## [Your assignment]
From the data that follows, copy every line with the string "clicks".

** Opening The input block **

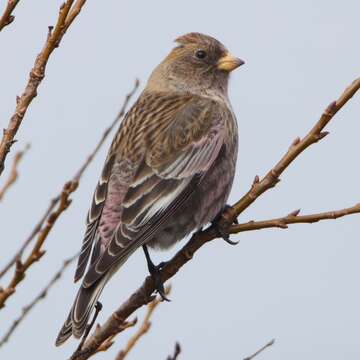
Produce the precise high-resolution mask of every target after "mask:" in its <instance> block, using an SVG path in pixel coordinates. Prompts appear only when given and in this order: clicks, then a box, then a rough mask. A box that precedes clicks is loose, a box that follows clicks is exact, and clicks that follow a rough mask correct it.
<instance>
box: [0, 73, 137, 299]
mask: <svg viewBox="0 0 360 360" xmlns="http://www.w3.org/2000/svg"><path fill="white" fill-rule="evenodd" d="M138 87H139V80H137V79H136V81H135V84H134V87H133V89H132V90H131V91H130V92H129V93H128V94H126V96H125V100H124V102H123V104H122V106H121V109H120V111H119V112H118V114H117V115H116V117H115V118H114V120H113V121H112V123H111V124H110V126H108V127H107V128H106V129H105V131H104V133H103V135H102V136H101V138H100V140H99V142H98V143H97V145H96V146H95V148H94V150H93V151H92V152H91V153H90V155H89V156H88V157H87V158H86V160H85V162H84V164H83V165H82V166H81V167H80V169H79V170H78V171H77V172H76V173H75V175H74V176H73V178H72V180H71V181H72V182H77V183H79V181H80V179H81V177H82V176H83V174H84V172H85V170H86V169H87V168H88V166H89V165H90V163H91V161H92V160H93V159H94V157H95V155H96V154H97V153H98V152H99V150H100V148H101V146H102V145H103V144H104V142H105V141H106V139H107V138H108V136H109V134H110V133H111V131H112V130H113V129H114V128H115V126H116V125H117V124H118V123H119V122H120V120H121V119H122V117H123V116H124V114H125V111H126V109H127V106H128V104H129V101H130V99H131V98H132V96H133V95H134V93H135V92H136V90H137V89H138ZM60 197H61V193H59V194H58V195H57V196H55V197H54V198H53V199H52V200H51V201H50V204H49V206H48V208H47V209H46V211H45V213H44V215H43V216H42V217H41V219H40V221H39V222H38V223H37V224H36V226H35V227H34V229H33V231H32V232H31V234H30V235H29V236H28V238H27V239H26V240H25V242H24V243H23V245H22V246H21V247H20V249H19V250H18V251H17V252H16V254H15V255H14V256H13V257H12V258H11V260H10V261H9V262H8V263H7V264H6V265H5V266H4V268H3V269H2V270H1V271H0V279H1V278H2V277H3V276H4V275H5V274H6V273H7V272H8V271H9V270H10V269H11V267H12V266H13V265H14V264H15V263H16V261H17V260H18V259H20V258H21V257H22V255H23V253H24V251H25V249H26V248H27V247H28V246H29V244H30V243H31V242H32V241H33V239H34V238H35V236H36V235H37V234H38V233H39V232H40V230H41V229H42V227H43V225H44V223H45V221H46V219H47V218H48V217H49V215H50V214H51V212H52V211H53V210H54V209H55V206H56V205H57V204H58V202H59V201H60ZM0 293H1V291H0Z"/></svg>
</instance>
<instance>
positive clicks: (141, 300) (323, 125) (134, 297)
mask: <svg viewBox="0 0 360 360" xmlns="http://www.w3.org/2000/svg"><path fill="white" fill-rule="evenodd" d="M359 88H360V78H359V79H357V80H355V81H354V82H353V83H352V84H351V85H350V86H349V87H348V88H347V89H346V90H345V91H344V93H343V94H342V95H341V96H340V98H339V99H338V100H337V101H335V102H333V103H331V104H330V105H329V106H328V107H327V109H326V110H325V112H324V113H323V114H322V116H321V117H320V120H319V121H318V122H317V123H316V124H315V126H314V127H313V128H312V129H311V130H310V132H309V133H308V134H307V135H306V136H305V137H304V138H303V139H302V140H300V139H296V141H294V142H293V143H292V144H291V146H290V148H289V150H288V152H287V153H286V154H285V155H284V156H283V157H282V159H281V160H280V161H279V162H278V163H277V164H276V165H275V167H274V168H273V169H271V170H270V171H269V172H268V173H267V174H266V176H265V177H264V178H263V179H262V180H260V179H259V178H258V177H255V180H254V182H253V184H252V186H251V189H250V190H249V191H248V192H247V193H246V194H245V195H244V196H243V197H242V198H241V199H240V200H239V201H238V202H237V203H236V204H235V205H234V206H233V207H232V208H227V209H226V210H225V211H224V212H223V214H222V217H221V219H220V220H219V225H220V226H221V228H222V229H230V227H231V225H232V224H233V222H234V220H235V219H236V218H237V216H238V215H239V214H240V213H242V212H243V211H244V210H245V209H246V208H247V207H248V206H250V205H251V204H252V203H253V202H254V201H255V200H256V199H257V198H258V197H259V196H260V195H261V194H262V193H264V192H265V191H266V190H268V189H270V188H271V187H274V186H275V185H276V183H277V182H278V181H279V176H280V175H281V174H282V173H283V172H284V170H285V169H286V168H287V167H288V166H289V165H290V164H291V163H292V162H293V161H294V160H295V159H296V158H297V156H299V155H300V154H301V153H302V152H303V151H304V150H305V149H306V148H308V147H309V146H310V145H312V144H314V143H316V142H317V141H319V140H320V139H321V138H323V137H324V136H325V135H324V134H325V133H324V132H322V130H323V129H324V127H325V126H326V125H327V124H328V123H329V121H330V120H331V119H332V118H333V116H334V115H335V114H336V113H337V112H338V111H339V110H340V109H341V107H342V106H344V105H345V104H346V102H347V101H348V100H349V99H350V98H351V97H352V96H353V95H354V94H355V93H356V91H357V90H359ZM290 215H291V214H290ZM292 215H293V216H295V212H294V213H293V214H292ZM217 237H218V231H216V229H214V227H213V226H210V227H208V228H207V229H206V230H204V231H201V232H198V233H195V234H194V235H193V236H192V237H191V239H190V240H189V241H188V242H187V243H186V244H185V246H183V248H182V249H181V250H179V251H178V252H177V253H176V254H175V255H174V256H173V257H172V259H171V260H170V261H168V262H167V263H166V265H165V266H164V267H163V268H162V270H161V272H160V276H161V280H162V281H163V282H165V281H167V280H168V279H170V278H171V277H173V276H174V275H175V274H176V273H177V272H178V271H179V270H180V268H181V267H182V266H184V265H185V264H186V263H187V262H188V261H190V260H191V259H192V257H193V255H194V254H195V252H196V251H197V250H198V249H200V247H202V246H203V245H204V244H206V243H207V242H209V241H211V240H213V239H216V238H217ZM154 291H155V284H154V281H153V279H152V277H151V276H148V277H147V278H146V279H145V281H144V282H143V284H142V286H141V287H140V288H138V289H137V290H136V291H135V292H134V293H133V294H132V295H131V296H130V297H129V298H128V299H127V300H126V301H125V302H124V303H123V304H122V305H121V306H120V307H119V308H118V309H117V310H116V311H115V312H114V313H113V314H112V315H111V316H110V317H109V318H108V320H107V321H106V322H105V323H104V324H103V325H102V326H100V327H98V329H97V330H96V331H95V333H94V334H92V336H90V338H89V339H88V340H87V342H86V343H85V345H84V348H83V349H82V350H81V351H80V352H75V353H74V354H73V355H72V357H71V359H72V360H85V359H88V358H89V357H90V356H92V355H93V354H94V353H96V351H97V349H98V348H99V346H100V345H101V344H102V343H104V342H105V341H106V340H107V339H108V338H111V337H113V336H114V335H115V334H117V333H118V332H119V331H118V329H119V328H121V326H122V324H123V323H124V322H125V321H126V319H127V318H128V317H129V316H130V315H131V314H133V313H134V312H135V311H136V310H137V309H139V308H140V307H142V306H144V305H146V304H148V303H149V302H150V301H152V296H151V295H152V293H153V292H154Z"/></svg>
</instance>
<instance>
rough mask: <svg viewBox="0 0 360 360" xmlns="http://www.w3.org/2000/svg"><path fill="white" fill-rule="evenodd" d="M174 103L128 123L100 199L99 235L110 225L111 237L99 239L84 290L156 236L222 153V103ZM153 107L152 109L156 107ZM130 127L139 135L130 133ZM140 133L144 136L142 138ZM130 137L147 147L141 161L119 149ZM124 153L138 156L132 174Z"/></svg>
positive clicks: (207, 102)
mask: <svg viewBox="0 0 360 360" xmlns="http://www.w3.org/2000/svg"><path fill="white" fill-rule="evenodd" d="M148 101H149V100H148ZM171 104H172V111H171V112H169V110H168V109H166V107H164V106H161V107H160V109H161V110H162V111H157V113H156V115H154V116H155V118H152V117H151V116H150V115H149V114H147V113H146V112H139V111H138V112H136V111H133V114H135V115H136V116H133V121H134V122H136V124H131V121H130V120H131V119H130V120H129V123H128V128H127V131H126V133H127V137H126V139H124V140H123V141H121V134H120V140H118V146H119V147H120V149H119V153H118V155H117V160H116V163H115V165H113V167H112V173H111V175H110V176H109V181H108V182H107V183H108V189H107V196H106V199H105V201H102V202H101V201H100V203H101V204H102V206H103V209H102V214H101V215H100V218H99V224H98V228H99V229H100V230H99V231H100V234H101V231H102V230H101V229H103V227H105V226H108V225H107V224H111V226H110V227H111V228H112V229H113V230H112V236H111V237H110V238H109V239H106V240H104V239H101V240H99V241H101V244H100V246H99V247H98V248H99V249H100V250H98V251H97V255H96V256H97V258H94V256H93V259H92V262H91V266H90V267H89V269H88V271H87V273H86V275H85V277H84V280H83V286H84V287H85V288H87V287H90V286H91V285H93V284H94V283H95V282H96V281H97V280H99V279H100V278H102V277H103V276H104V275H105V274H106V273H107V272H109V271H113V270H110V269H111V268H116V267H118V266H120V265H121V264H122V263H123V262H124V261H126V259H127V258H128V257H129V256H130V255H131V254H132V253H133V252H134V251H135V250H136V249H137V248H138V247H139V246H141V245H142V244H144V243H146V242H148V241H149V240H151V238H153V237H154V235H155V234H156V232H157V231H159V230H160V229H161V227H162V226H164V224H166V221H167V220H168V219H169V218H170V217H171V216H173V214H174V213H175V211H176V210H177V209H179V208H180V207H181V206H182V205H183V204H184V203H185V202H186V201H187V200H188V198H189V197H190V196H191V195H192V193H193V192H194V191H195V190H196V187H197V186H198V184H199V183H200V182H201V180H202V178H203V176H204V174H205V173H206V171H207V170H208V169H209V168H210V166H211V165H212V163H213V162H214V160H215V159H216V157H217V156H218V154H219V152H220V149H221V147H222V145H223V141H224V124H223V121H222V116H221V113H219V111H217V110H216V109H218V104H216V103H215V102H214V101H212V100H209V99H205V98H201V97H195V96H191V97H189V96H188V97H185V98H184V99H182V101H180V100H176V101H175V100H173V99H172V100H171ZM174 104H175V105H174ZM135 106H136V105H135ZM149 107H150V108H154V104H152V105H149ZM139 117H140V118H139ZM146 121H149V123H146ZM154 122H158V123H159V129H161V131H160V132H159V131H158V132H156V130H154V129H155V128H154V127H153V126H151V125H153V124H154ZM139 124H141V126H138V125H139ZM130 128H131V129H130ZM149 128H150V129H153V131H152V132H151V133H147V131H146V129H149ZM129 129H130V130H131V131H133V132H135V133H134V134H133V135H132V133H131V131H130V130H129ZM139 131H142V132H143V134H142V136H140V135H139ZM124 132H125V130H124ZM131 139H136V148H135V149H141V146H143V147H142V149H143V153H142V158H141V159H140V161H139V157H138V156H137V157H135V155H137V154H132V153H131V152H129V151H128V149H124V150H121V145H122V143H126V144H127V145H129V144H131ZM133 141H134V140H133ZM126 154H127V155H128V159H129V157H131V156H134V159H135V158H136V160H134V161H133V162H132V163H131V161H130V160H127V161H130V163H131V164H132V165H131V166H130V167H131V168H132V169H133V170H134V169H135V171H133V172H132V173H131V172H129V170H123V169H122V168H121V167H118V166H117V162H118V161H121V159H122V157H123V156H126ZM136 163H137V165H136ZM122 171H123V172H126V174H125V175H126V176H125V175H124V174H122V173H121V172H122ZM129 174H130V175H131V176H130V175H129ZM120 193H121V194H120ZM101 195H103V193H102V192H100V193H99V195H98V197H96V199H98V200H99V199H100V200H101V199H102V196H101ZM100 203H99V204H100ZM104 203H105V205H104ZM115 209H117V213H116V216H115V217H114V214H113V211H115ZM115 220H116V221H117V222H116V227H114V225H115ZM87 246H88V245H87ZM86 251H88V248H87V250H86Z"/></svg>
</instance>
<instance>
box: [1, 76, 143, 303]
mask: <svg viewBox="0 0 360 360" xmlns="http://www.w3.org/2000/svg"><path fill="white" fill-rule="evenodd" d="M138 86H139V81H138V80H136V82H135V85H134V88H133V90H132V91H131V92H130V93H129V94H127V95H126V98H125V101H124V103H123V106H122V108H121V110H120V112H119V113H118V115H117V116H116V118H115V119H114V120H113V122H112V124H111V125H110V126H109V127H108V128H107V129H106V130H105V132H104V134H103V136H102V137H101V139H100V141H99V143H98V144H97V146H96V147H95V149H94V150H93V152H92V153H91V154H90V156H89V157H88V158H87V160H86V161H85V163H84V165H83V166H82V167H81V168H80V170H79V171H77V173H76V174H75V176H74V178H73V179H72V180H70V181H68V182H67V183H66V184H65V185H64V187H63V190H62V191H61V193H60V194H59V195H58V196H57V197H55V198H54V199H53V200H52V201H51V203H50V206H49V208H48V209H47V211H46V214H45V216H43V218H42V220H44V221H43V222H42V223H41V222H40V223H38V224H37V225H36V227H35V229H34V230H33V232H32V234H31V235H33V236H30V237H29V238H28V239H26V241H25V244H24V245H23V246H22V247H21V249H20V251H19V252H18V253H17V254H16V255H15V256H14V257H13V259H12V261H13V263H12V264H11V265H9V264H7V265H6V267H5V269H4V270H3V271H2V272H1V275H3V274H5V273H6V271H7V270H8V269H10V268H11V266H12V265H13V264H14V263H15V264H16V269H15V272H14V274H13V277H12V279H11V281H10V283H9V285H8V286H7V287H6V288H5V289H2V288H0V309H1V308H2V307H4V305H5V302H6V300H7V299H8V298H9V297H10V296H11V295H13V294H14V292H15V289H16V286H17V285H18V284H19V283H20V282H21V281H22V280H23V279H24V277H25V272H26V270H27V269H28V268H29V267H30V266H32V265H33V263H34V262H36V261H38V260H40V258H41V257H42V256H43V255H44V253H45V251H43V250H41V247H42V245H43V243H44V242H45V240H46V238H47V236H48V235H49V233H50V231H51V229H52V228H53V226H54V224H55V222H56V221H57V219H58V217H59V216H60V215H61V214H62V213H63V212H64V211H65V210H66V209H67V208H68V206H69V205H70V203H71V200H70V199H69V196H70V194H72V193H73V192H74V191H75V190H76V189H77V187H78V185H79V181H80V178H81V177H82V175H83V174H84V171H85V170H86V169H87V167H88V166H89V164H90V163H91V161H92V159H93V158H94V156H95V155H96V154H97V152H98V151H99V149H100V147H101V145H102V144H103V143H104V142H105V140H106V138H107V137H108V135H109V133H110V132H111V130H112V129H113V128H114V127H115V125H116V124H117V123H118V122H119V121H120V119H121V118H122V117H123V115H124V114H125V110H126V107H127V104H128V102H129V101H130V99H131V97H132V95H133V94H134V93H135V91H136V90H137V88H138ZM56 206H58V208H57V209H56V210H54V209H55V207H56ZM45 222H46V224H45V225H44V223H45ZM36 235H37V240H36V243H35V245H34V247H33V249H32V251H31V253H30V255H29V256H28V257H27V258H26V260H25V262H24V263H23V262H22V261H21V256H22V254H23V251H24V250H25V248H26V246H27V245H28V244H29V243H30V242H31V241H32V239H33V238H35V236H36ZM12 261H11V262H12ZM11 262H10V263H11Z"/></svg>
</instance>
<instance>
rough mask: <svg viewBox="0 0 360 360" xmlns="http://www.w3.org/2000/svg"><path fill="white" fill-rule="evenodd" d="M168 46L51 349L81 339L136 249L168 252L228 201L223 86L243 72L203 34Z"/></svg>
mask: <svg viewBox="0 0 360 360" xmlns="http://www.w3.org/2000/svg"><path fill="white" fill-rule="evenodd" d="M176 41H177V43H178V44H179V46H177V47H176V48H174V49H173V50H172V51H171V52H170V54H169V55H168V56H167V57H166V58H165V60H164V61H163V62H162V63H161V64H160V65H159V66H158V67H157V68H155V70H154V71H153V73H152V75H151V76H150V78H149V81H148V84H147V86H146V88H145V90H144V91H143V93H142V94H141V95H140V97H139V99H138V100H137V102H136V103H135V104H134V105H133V107H132V108H131V109H130V111H129V112H128V114H127V115H126V117H125V119H124V121H123V122H122V124H121V126H120V128H119V131H118V133H117V134H116V136H115V138H114V140H113V143H112V145H111V147H110V150H109V154H108V156H107V158H106V161H105V165H104V169H103V171H102V174H101V177H100V180H99V183H98V186H97V188H96V190H95V194H94V198H93V202H92V205H91V208H90V210H89V213H88V217H87V229H86V233H85V237H84V241H83V245H82V249H81V254H80V256H79V260H78V267H77V270H76V274H75V281H77V280H79V279H80V278H81V277H83V275H84V274H85V276H84V278H83V281H82V285H81V287H80V290H79V292H78V295H77V297H76V299H75V303H74V305H73V307H72V309H71V311H70V314H69V316H68V319H67V320H66V322H65V324H64V326H63V328H62V329H61V331H60V333H59V335H58V338H57V340H56V344H57V345H60V344H62V343H63V342H64V341H65V340H66V339H67V338H68V337H69V336H71V335H72V334H73V335H74V336H75V337H80V336H81V335H82V334H83V332H84V330H85V327H86V324H87V321H88V317H89V315H90V313H91V311H92V309H93V307H94V304H95V303H96V301H97V299H98V297H99V295H100V293H101V291H102V289H103V287H104V285H105V284H106V282H107V281H108V280H109V278H110V277H111V275H112V274H113V273H114V272H115V271H116V270H117V269H118V268H119V267H120V266H121V265H122V264H123V263H124V262H125V261H126V260H127V258H128V257H129V256H130V255H131V254H132V253H133V252H134V251H135V250H136V249H138V248H139V247H140V246H142V245H144V244H147V245H149V246H151V247H156V248H167V247H169V246H171V245H173V244H174V243H175V242H176V241H178V240H180V239H182V238H184V237H185V236H186V235H187V234H189V233H190V232H191V231H193V230H196V229H199V228H200V227H201V226H202V225H204V224H206V223H208V222H210V221H211V220H213V219H214V218H215V216H216V215H217V214H218V213H219V211H221V209H222V208H223V206H224V205H225V203H226V200H227V198H228V195H229V192H230V189H231V185H232V181H233V177H234V172H235V164H236V157H237V125H236V119H235V116H234V114H233V112H232V109H231V106H230V103H229V100H228V95H227V85H228V78H229V72H230V71H232V70H233V69H235V68H236V67H238V66H240V65H241V64H242V63H243V62H242V61H241V60H240V59H237V58H234V57H232V56H231V55H230V54H229V53H228V51H227V50H226V48H225V47H224V46H223V45H222V44H221V43H220V42H219V41H217V40H216V39H214V38H212V37H209V36H206V35H203V34H199V33H190V34H187V35H184V36H181V37H179V38H178V39H177V40H176ZM91 253H92V255H91V259H90V263H89V264H88V262H89V258H90V254H91ZM87 266H88V269H87V272H86V273H85V270H86V268H87Z"/></svg>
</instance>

** Closing The input block **

## [Output of the exercise]
Produce the precise high-resolution mask of every target after "mask:" in its <instance> block, using an SVG path in pixel coordinates. Prompts appear only when given and in this order: clicks, then a box, then a rough mask. A box that precedes clicks is loose, a box that follows clicks is exact, and clicks that follow a rough mask correct it.
positive clicks: (141, 300) (323, 125) (134, 297)
positive clicks: (207, 102)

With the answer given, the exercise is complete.